■ **Passage**:
Sen. Hillary Rodham Clinton was treated to both heckles and cheers yesterday by liberal activists in a mixed day for the New York Democrat on the campaign trail.

Yesterday morning, Mrs. Clinton spoke at the "Take Back America" conference, held at the Washington Hilton. Protesters upset with Mrs. Clinton's vote to authorize the Iraq war in 2002 stood outside the hotel with a sign that read, "It takes one bomb to raze a village."

Before Mrs. Clinton arrived, event organizer Robert Borosage asked the crowd to be respectful toward her and the other speakers, saying, "We owe them our courteous attention."

Mrs. Clinton took the stage to a standing ovation with only a few scattered boos from the crowd. However, when she said that "it is not a smart strategy" to set a deadline for withdrawal of troops from Iraq, Mrs. Clinton was loudly booed by the audience. At the end of her speech, the crowd began to chant, "Bring them home."

House Minority Leader Nancy Pelosi and Sen. John Kerry followed Mrs. Clinton and were treated to enthusiastic applause in their calls for an immediate withdrawal of American troops from Iraq.

"Have you had enough of a war that is failing to make America secure?" Mrs. Pelosi, California Democrat, asked the crowd.

The bulk of Mr. Kerry's speech dealt with Iraq, including the announcement of his intention to introduce legislation in the Senate this week calling for an up-or-down vote on troop withdrawal.

"A war in Iraq founded on a lie can never be true to America's character," said Mr. Kerry, Massachusetts Democrat.

Mrs. Clinton received a warmer response later in the day when she promised a group of pro-choice activists that she would continue blocking Senate confirmation of President Bush's nominee for Food and Drug Administration commissioner in protest of the FDA's failure to make a decision on over-the-counter sales of Plan B emergency contraception.

Dr. Andrew von Eschenbach was nominated to the post in March, but Mrs. Clinton and Sen. Patty Murray, Washington Democrat, have placed a hold on his nomination.

"We will continue to hold that nomination until the FDA issues a decision on Plan B: yes or no," Mrs. Clinton told the National Family Planning and Reproductive Health Association.

"The FDA's 2004 decision not to approve over-the-counter sales was politically motivated," Mrs. Clinton said, while accepting the group's public-service award at yesterday's luncheon. "Increasingly, I see Washington being turned into an evidence-free zone where inconvenient facts are totally denied or dismissed ... where the beliefs and values of Americans take a back seat to the ideological agenda of a select few."

However, it was revealed this week that the FDA's former chief told a court under oath that his agency intended to allow over-the-counter sales of Plan B last year, but delayed the move while determining how to limit those sales to adolescents.

Former FDA Commissioner Lester Crawford said he had reserved the right to decide whether to loosen the sales restrictions, but he said his Aug. 26 announcement was to work out how to enforce restricting nonprescription sales to women 17 and older. Girls 16 and younger still would need a prescription.

"There was no -- no talk of denial, there was talk of trying to get straight what the enforcement procedures would be," Mr. Crawford testified in a May 24 sworn deposition in a lawsuit against the FDA.

The transcript of his testimony was released late Monday by the Center for Reproductive Rights, which has sued to force the agency to allow over-the-counter sales for all ages.

Mrs. Clinton also used her luncheon speech luncheon to push for two related measures in the Senate.

The Unintended Pregnancy Reduction Act would expand Medicaid coverage of "family-planning services," Mrs. Clinton said, while the Prevention First Act would require health insurance coverage for contraception and require federally funded hospitals to provide emergency contraception to rape victims. Some Catholic hospitals do not provide such contraception, which they view as inducing abortions.

• This article is based in part on wire service reports.

■ **Recorded data**:
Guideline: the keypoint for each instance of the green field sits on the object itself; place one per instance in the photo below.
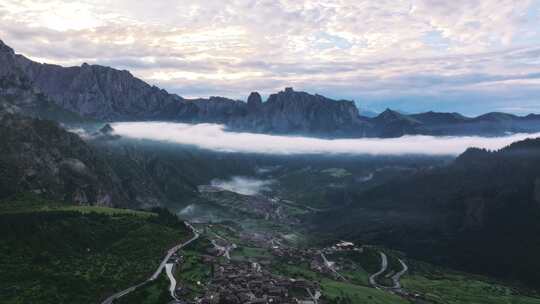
(461, 289)
(64, 254)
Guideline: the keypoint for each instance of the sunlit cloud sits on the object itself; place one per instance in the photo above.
(375, 52)
(215, 137)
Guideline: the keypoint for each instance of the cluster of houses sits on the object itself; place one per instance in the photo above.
(243, 282)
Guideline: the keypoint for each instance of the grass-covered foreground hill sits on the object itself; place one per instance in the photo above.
(51, 253)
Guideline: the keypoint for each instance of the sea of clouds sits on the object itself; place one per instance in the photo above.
(243, 185)
(215, 137)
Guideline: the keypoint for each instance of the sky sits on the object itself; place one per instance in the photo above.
(215, 137)
(469, 56)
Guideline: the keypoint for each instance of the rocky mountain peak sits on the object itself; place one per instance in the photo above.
(5, 49)
(254, 101)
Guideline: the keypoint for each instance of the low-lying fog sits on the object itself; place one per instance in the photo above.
(214, 137)
(243, 185)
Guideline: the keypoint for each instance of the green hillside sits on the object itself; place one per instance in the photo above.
(64, 254)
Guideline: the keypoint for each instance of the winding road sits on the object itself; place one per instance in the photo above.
(395, 278)
(384, 266)
(159, 270)
(330, 265)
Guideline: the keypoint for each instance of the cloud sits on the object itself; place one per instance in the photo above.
(372, 51)
(214, 137)
(243, 185)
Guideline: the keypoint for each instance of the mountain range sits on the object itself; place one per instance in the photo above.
(106, 94)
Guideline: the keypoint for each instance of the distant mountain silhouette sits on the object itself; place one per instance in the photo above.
(106, 94)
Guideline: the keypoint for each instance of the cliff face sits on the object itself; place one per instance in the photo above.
(99, 92)
(107, 94)
(40, 157)
(290, 111)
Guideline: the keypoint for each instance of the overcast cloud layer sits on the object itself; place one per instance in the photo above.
(470, 56)
(214, 137)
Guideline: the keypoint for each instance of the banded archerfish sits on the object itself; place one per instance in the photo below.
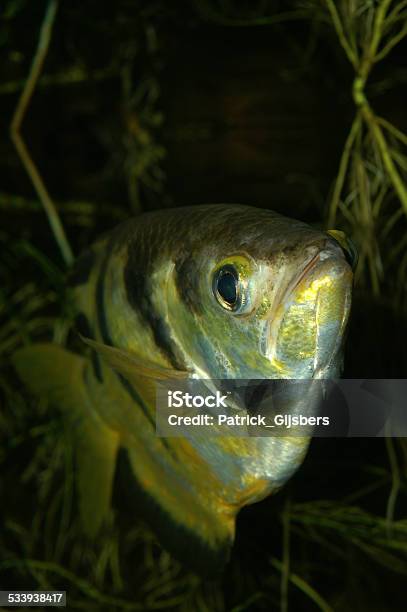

■ **Required tasks**:
A: Reproduce the Clinton article word for word, starting at "Mrs. Clinton received" and ending at "B emergency contraception.".
B: According to the Clinton article, where was the "Take Back America" conference held?
You can set the rows aside.

■ **Expected results**:
A:
Mrs. Clinton received a warmer response later in the day when she promised a group of pro-choice activists that she would continue blocking Senate confirmation of President Bush's nominee for Food and Drug Administration commissioner in protest of the FDA's failure to make a decision on over-the-counter sales of Plan B emergency contraception.

B: At the Washington Hilton.